> [Source text]
┌──

However, under certain conditions, we may want to relax this constraint,
accepting potential time inaccuracies in the system, in order to provide
additional benefits in terms of power consumption, performance and/or
reduce kernel jitter even more.
For this reason introduce the new parameter nohz_full_aggressive.
This option allows to enforce nozh_full across all the CPUs (even the
timekeeping CPU) at the cost of having potential timer inaccuracies in
the system.
Test:
- Hardware: Dell XPS 13 7390 w/ 8 cores
- Kernel is using CONFIG_HZ=1000 (worst case scenario in terms of
power consumption and kernel jitter) and nohz_full=all
- Measure interrupts and power consumption when the system is idle and
with 2, 4 and 8 cpu hogs
Result:
The following numbers have been collected using turbostat and dstat
measuring the average over a 5min run for each test.
irqs/sec idle 1 CPU hog 2 CPU hogs 4 CPU hogs 8 CPU hogs
------------------------------------------------------
nohz_full 1036.679 1047.522 1046.203 1048.590 1074.867
nohz_full_aggressive 98.685 106.296 127.587 146.586 1062.277
Power (Watt) idle 1 CPU hog 2 CPU hogs 4 CPU hogs 8 CPU hogs
------------------------------------------------------
nohz_full 0.502 W 3.436 W 3.755 W 6.187 W 6.019 W
nohz_full_aggressive 0.301 W 2.372 W 2.372 W 6.005 W 6.016 W
% power reduction 40.04% 30.97% 36.83% 2.94% 0.05%
Conclusion:
nohz_full_aggressive used together with nohz_full=all allows to save
some energy when the system is idle or under low CPU usage (e.g., when
less than half of the CPUs are used).
Under high CPU load conditions power consumption is pretty much
identical to nohz_full=all because the impact of the saved power/irqs on
the timekeeping CPU doesn't contribute very much to the total energy
consumption.
However, enabling nohz_full_aggressive can lead to timing inaccuracies
in the system, because periodic ticks can be disabled also on the
timekeeping CPU.
Note:
I wrote this patch while I was stuck in the airport, because my flight
was delayed and I was trying to optimize the battery usage of my laptop
in more creative ways. Ultimately I ended up wasting a lot more energy
to test this patch, but at least the long wait wasn't too boring.
Signed-off-by: Andrea Righi <andrea.righi@canonical.com>
---
.../ABI/testing/sysfs-devices-system-cpu | 12 ++++++++++++
.../admin-guide/kernel-parameters.txt | 7 +++++++
Documentation/timers/no_hz.rst | 5 +++++
drivers/base/cpu.c | 19 +++++++++++++++++++
include/linux/tick.h | 7 +++++++
kernel/time/hrtimer.c | 7 ++++++-
kernel/time/tick-sched.c | 16 +++++++++++++---
7 files changed, 69 insertions(+), 4 deletions(-)

└──

> [Source records]
┌──

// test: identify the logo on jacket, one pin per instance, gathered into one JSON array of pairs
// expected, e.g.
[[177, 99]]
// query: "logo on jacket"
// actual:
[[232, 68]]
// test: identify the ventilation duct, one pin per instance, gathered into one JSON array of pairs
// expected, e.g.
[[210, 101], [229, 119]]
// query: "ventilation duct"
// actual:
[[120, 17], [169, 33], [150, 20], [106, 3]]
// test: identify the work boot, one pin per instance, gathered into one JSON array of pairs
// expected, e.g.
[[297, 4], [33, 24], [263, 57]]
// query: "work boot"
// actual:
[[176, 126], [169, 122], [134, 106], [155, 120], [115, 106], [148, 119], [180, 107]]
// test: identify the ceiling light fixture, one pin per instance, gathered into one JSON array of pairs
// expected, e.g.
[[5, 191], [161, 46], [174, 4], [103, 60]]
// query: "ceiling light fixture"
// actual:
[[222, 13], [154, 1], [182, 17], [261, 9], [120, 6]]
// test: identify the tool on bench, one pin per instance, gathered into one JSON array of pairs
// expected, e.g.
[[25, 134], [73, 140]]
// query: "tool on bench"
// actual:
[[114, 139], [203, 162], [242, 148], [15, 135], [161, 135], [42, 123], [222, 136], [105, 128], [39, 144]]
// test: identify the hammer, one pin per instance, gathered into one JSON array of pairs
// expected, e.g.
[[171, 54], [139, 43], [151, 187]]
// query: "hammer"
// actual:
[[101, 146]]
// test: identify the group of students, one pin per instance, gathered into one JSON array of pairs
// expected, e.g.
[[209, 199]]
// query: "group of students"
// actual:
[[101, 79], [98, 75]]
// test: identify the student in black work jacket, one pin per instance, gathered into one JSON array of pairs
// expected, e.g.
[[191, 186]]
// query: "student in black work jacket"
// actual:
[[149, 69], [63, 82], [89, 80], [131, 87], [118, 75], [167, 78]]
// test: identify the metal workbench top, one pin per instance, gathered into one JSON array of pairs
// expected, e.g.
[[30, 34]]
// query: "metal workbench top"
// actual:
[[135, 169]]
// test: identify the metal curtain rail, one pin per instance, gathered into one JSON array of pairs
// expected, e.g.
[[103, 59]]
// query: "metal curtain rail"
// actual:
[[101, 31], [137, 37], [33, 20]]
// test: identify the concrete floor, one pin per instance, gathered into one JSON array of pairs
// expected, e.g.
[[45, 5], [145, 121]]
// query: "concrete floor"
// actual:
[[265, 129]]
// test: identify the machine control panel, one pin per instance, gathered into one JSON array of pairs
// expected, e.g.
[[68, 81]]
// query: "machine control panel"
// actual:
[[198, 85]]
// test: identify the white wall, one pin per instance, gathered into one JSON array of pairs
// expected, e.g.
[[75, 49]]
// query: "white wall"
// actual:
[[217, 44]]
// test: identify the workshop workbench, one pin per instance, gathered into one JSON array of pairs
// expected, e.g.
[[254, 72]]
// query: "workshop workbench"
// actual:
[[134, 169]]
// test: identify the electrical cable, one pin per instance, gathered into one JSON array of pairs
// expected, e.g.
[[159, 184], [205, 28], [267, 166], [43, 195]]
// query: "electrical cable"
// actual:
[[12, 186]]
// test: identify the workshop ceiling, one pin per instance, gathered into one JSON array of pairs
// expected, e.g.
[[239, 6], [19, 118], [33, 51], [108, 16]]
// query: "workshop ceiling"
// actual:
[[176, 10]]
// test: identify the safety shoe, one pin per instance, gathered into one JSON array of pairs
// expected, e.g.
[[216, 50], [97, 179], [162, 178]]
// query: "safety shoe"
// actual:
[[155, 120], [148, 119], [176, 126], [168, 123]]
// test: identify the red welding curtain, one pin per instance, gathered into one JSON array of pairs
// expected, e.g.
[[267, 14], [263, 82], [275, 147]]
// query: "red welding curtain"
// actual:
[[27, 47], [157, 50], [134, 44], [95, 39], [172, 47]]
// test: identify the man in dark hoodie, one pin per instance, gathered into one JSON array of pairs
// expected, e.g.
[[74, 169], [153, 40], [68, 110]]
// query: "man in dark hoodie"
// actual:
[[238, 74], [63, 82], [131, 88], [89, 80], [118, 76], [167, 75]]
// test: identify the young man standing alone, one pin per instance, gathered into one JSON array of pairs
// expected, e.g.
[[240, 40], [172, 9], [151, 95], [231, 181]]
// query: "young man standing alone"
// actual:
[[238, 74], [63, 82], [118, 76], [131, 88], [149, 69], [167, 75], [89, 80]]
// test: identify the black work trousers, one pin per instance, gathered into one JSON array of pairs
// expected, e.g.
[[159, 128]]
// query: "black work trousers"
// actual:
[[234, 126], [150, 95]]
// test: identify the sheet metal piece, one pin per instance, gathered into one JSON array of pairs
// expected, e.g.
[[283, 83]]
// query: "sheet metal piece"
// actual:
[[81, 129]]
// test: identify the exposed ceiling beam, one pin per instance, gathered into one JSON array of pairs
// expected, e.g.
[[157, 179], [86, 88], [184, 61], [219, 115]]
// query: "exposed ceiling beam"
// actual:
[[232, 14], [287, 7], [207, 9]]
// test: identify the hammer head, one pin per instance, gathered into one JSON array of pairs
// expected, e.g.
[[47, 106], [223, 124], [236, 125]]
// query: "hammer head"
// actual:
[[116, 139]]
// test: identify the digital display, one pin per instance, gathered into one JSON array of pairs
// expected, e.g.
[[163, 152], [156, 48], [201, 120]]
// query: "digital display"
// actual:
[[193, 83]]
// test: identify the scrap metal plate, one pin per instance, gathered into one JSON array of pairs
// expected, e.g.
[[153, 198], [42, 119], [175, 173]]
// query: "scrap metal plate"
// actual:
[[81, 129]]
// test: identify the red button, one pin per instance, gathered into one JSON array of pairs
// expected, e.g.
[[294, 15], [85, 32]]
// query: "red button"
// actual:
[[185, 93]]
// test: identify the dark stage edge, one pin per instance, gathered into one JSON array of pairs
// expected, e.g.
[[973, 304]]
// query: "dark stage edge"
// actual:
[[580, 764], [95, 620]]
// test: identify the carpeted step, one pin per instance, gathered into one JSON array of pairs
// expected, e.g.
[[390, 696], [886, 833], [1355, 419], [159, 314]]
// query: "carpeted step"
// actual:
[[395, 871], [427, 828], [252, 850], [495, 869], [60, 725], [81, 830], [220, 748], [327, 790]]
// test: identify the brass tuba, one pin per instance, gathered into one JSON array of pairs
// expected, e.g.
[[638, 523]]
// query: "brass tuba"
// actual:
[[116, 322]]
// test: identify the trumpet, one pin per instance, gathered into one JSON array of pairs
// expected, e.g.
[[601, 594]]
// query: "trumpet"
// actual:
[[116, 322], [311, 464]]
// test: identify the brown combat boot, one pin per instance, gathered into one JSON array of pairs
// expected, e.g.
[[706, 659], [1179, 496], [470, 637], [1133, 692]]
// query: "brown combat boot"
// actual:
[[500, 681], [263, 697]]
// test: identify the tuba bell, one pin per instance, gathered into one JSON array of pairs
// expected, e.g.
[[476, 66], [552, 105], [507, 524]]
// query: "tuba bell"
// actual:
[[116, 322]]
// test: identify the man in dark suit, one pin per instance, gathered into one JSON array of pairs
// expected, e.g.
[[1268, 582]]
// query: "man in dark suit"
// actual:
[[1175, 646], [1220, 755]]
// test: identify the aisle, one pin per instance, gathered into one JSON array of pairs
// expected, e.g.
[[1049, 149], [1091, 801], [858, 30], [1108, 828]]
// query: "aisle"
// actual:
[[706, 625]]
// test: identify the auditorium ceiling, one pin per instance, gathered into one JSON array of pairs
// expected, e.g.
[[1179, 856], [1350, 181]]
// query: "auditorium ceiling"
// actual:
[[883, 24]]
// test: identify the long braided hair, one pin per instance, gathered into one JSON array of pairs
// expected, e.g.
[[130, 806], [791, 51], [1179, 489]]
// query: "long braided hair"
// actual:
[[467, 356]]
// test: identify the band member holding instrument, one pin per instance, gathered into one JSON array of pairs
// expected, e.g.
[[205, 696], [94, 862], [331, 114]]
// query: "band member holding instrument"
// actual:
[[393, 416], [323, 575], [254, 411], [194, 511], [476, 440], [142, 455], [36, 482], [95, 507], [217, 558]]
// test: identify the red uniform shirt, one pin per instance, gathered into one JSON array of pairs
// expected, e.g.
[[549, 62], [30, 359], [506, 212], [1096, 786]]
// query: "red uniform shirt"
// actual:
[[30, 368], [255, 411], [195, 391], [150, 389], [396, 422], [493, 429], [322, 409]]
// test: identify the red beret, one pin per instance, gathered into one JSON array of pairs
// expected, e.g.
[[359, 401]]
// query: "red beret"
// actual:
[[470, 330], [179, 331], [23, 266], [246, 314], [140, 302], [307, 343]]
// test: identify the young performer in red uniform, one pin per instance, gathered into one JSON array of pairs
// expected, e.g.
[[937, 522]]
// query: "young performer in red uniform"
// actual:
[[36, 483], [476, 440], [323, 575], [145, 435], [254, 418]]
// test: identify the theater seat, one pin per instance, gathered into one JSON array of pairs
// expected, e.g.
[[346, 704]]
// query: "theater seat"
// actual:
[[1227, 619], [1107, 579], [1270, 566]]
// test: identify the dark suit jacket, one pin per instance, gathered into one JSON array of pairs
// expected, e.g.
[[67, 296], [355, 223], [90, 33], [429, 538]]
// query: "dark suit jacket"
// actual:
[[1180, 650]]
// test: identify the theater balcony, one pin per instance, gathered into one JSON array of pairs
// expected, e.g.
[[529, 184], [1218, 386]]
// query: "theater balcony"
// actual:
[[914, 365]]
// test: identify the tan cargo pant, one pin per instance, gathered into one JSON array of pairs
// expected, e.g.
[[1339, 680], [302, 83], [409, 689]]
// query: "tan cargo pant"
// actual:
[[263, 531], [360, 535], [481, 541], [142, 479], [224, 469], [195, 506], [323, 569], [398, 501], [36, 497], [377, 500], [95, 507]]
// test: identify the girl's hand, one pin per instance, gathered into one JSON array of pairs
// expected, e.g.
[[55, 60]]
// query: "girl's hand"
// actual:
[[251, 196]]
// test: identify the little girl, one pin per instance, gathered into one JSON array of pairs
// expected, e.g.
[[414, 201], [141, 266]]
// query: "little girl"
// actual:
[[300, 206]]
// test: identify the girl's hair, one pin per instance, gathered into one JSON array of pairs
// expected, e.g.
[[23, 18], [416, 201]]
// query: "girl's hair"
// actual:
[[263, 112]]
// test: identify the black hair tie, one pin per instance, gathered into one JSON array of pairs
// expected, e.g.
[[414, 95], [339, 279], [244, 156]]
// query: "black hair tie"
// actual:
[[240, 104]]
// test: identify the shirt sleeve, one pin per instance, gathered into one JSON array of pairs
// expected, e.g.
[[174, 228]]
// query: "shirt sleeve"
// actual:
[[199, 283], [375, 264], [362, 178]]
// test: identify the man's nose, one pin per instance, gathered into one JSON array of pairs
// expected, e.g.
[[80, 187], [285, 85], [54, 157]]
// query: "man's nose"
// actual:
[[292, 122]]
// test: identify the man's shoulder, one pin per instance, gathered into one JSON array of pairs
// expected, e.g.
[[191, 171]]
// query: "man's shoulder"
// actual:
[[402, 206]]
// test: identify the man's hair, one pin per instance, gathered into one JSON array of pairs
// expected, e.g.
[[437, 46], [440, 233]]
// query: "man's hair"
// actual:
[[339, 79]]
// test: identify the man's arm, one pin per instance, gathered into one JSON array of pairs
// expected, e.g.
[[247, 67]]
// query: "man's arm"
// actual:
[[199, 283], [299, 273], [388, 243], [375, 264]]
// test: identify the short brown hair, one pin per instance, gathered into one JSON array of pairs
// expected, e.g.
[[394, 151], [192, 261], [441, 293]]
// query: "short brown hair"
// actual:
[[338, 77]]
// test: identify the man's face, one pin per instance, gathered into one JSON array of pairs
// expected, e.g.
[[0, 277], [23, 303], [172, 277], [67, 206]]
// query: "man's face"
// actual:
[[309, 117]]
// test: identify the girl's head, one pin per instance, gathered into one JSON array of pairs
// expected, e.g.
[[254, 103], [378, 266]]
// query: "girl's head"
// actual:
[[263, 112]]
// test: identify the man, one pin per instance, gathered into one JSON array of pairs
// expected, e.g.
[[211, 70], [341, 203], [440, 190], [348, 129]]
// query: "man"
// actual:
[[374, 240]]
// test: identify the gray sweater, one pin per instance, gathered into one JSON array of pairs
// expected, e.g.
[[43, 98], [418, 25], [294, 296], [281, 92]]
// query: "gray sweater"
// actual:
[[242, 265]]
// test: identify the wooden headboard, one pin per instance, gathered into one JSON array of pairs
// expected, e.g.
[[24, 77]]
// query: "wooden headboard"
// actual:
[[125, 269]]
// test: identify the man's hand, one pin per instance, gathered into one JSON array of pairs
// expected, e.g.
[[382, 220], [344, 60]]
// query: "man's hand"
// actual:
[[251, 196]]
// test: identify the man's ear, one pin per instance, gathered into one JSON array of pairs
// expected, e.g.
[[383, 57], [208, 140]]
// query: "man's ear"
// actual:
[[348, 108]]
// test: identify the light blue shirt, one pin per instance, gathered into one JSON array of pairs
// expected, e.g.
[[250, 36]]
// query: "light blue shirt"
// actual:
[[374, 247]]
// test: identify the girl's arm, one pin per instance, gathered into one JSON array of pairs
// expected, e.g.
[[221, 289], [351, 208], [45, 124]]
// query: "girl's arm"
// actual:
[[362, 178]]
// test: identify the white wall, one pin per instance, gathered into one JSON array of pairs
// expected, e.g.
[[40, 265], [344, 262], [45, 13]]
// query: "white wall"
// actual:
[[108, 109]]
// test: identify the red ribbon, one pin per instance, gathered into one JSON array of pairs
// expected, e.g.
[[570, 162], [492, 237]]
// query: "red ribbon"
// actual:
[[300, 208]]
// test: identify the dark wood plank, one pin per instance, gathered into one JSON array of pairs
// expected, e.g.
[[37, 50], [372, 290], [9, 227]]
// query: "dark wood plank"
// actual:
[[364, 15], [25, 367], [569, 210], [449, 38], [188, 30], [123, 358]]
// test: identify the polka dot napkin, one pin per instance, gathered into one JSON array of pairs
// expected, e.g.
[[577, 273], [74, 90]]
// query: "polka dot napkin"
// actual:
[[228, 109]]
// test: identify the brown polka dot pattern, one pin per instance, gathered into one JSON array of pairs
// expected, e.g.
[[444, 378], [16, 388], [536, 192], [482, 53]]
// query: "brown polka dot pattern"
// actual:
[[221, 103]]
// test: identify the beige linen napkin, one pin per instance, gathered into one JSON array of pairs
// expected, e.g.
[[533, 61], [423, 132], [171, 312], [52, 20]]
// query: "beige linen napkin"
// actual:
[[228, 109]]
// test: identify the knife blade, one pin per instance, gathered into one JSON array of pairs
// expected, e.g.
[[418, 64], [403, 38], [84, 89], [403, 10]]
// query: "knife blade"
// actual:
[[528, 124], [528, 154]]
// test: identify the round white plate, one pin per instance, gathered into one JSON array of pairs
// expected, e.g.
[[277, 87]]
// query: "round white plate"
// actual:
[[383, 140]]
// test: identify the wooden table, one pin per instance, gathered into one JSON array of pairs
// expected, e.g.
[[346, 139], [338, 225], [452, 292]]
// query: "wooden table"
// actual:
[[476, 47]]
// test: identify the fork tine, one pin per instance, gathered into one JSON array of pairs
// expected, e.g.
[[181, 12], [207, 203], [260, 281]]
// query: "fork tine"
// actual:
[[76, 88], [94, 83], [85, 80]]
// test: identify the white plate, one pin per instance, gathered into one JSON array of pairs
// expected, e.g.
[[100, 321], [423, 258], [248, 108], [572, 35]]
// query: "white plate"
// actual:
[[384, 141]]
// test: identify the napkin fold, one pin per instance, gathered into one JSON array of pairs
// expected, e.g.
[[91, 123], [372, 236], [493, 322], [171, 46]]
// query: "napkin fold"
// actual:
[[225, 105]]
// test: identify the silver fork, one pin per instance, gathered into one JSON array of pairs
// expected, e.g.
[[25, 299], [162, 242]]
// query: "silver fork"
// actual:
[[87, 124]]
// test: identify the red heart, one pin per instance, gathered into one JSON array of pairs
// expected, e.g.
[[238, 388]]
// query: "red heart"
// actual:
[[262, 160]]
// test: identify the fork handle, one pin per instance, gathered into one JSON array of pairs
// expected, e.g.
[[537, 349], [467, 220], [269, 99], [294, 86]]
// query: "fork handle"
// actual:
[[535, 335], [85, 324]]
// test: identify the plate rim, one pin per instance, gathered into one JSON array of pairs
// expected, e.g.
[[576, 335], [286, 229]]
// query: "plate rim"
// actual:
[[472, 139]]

└──

> [Instructions]
- a) Reproduce the passage of the nohz_full_aggressive patch description between "However, under certain" and "the system.", inclusive.
- b) Write the text that follows the final line of the nohz_full_aggressive patch description.

> [Responses for each task]
- a)
However, under certain conditions, we may want to relax this constraint,
accepting potential time inaccuracies in the system, in order to provide
additional benefits in terms of power consumption, performance and/or
reduce kernel jitter even more.
For this reason introduce the new parameter nohz_full_aggressive.
This option allows to enforce nozh_full across all the CPUs (even the
timekeeping CPU) at the cost of having potential timer inaccuracies in
the system.

- b)
Comments
[ Added Anna-Maria who is doing some timer work as well ]
On Sun, 7 May 2023 11:07:00 +0200
Andrea Righi <andrea.righi@canonical.com> wrote:
> Overview:
>
> nohz_full is a feature that allows to reduce the number of CPU tick
> interrupts, thereby improving energy efficiency and reducing kernel
> jitter.
Hmm, I never thought of NOHZ_FULL used for energy efficiency, as the
CPU is still running user space code, and there's really nothing
inherently more power consuming with the tick.
>
> This works by stopping the tick interrupts on the CPUs that are either
> idle or that have only one runnable task on them (there is no reason to
> periodically interrupt the execution of a single running task if none
> else is waiting to acquire the same CPU).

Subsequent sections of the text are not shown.